▸ Goal
Reproduce the items from the start through the line containing "[347,92,387,480]", swapping "tree trunk" for "lamp post" and leaving everything else as it is; return only those lines.

■ ■ ■ ■

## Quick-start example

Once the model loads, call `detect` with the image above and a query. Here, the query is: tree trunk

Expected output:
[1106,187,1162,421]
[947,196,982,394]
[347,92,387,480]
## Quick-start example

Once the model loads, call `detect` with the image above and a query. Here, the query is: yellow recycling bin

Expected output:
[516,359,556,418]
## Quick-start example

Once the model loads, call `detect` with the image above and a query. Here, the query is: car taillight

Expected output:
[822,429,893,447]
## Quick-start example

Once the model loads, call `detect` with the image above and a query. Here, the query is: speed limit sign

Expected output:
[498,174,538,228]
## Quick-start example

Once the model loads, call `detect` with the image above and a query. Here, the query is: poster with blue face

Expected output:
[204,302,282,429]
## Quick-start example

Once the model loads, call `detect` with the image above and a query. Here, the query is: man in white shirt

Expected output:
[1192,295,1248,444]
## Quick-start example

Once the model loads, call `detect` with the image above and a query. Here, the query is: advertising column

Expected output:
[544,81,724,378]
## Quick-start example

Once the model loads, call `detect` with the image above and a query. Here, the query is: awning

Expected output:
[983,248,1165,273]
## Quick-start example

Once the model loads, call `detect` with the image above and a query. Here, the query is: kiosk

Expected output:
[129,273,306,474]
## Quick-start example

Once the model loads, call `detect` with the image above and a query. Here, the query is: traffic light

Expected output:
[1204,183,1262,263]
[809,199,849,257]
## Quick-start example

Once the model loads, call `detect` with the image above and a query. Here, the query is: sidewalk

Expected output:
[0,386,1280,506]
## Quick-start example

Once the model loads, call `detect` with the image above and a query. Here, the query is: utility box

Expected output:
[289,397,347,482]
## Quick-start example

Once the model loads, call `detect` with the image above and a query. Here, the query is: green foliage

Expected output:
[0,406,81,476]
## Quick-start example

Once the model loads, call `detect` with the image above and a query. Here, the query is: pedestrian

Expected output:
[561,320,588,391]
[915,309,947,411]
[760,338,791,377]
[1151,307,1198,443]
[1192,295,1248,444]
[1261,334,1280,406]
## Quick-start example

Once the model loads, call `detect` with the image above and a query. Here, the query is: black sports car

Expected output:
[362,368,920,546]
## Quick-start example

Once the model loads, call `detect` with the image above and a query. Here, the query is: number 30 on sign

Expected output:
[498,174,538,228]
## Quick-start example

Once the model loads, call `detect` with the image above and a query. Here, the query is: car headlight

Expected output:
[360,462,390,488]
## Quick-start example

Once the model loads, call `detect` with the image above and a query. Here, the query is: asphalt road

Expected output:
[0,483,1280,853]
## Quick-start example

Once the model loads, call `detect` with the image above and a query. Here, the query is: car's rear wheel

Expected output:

■ ■ ■ ■

▸ Exercise answer
## Quick-start example

Once the model loads, call `detect` with the image above and a query. Here, the query is: lamp post

Expected output:
[1106,187,1162,421]
[947,196,982,394]
[347,92,387,480]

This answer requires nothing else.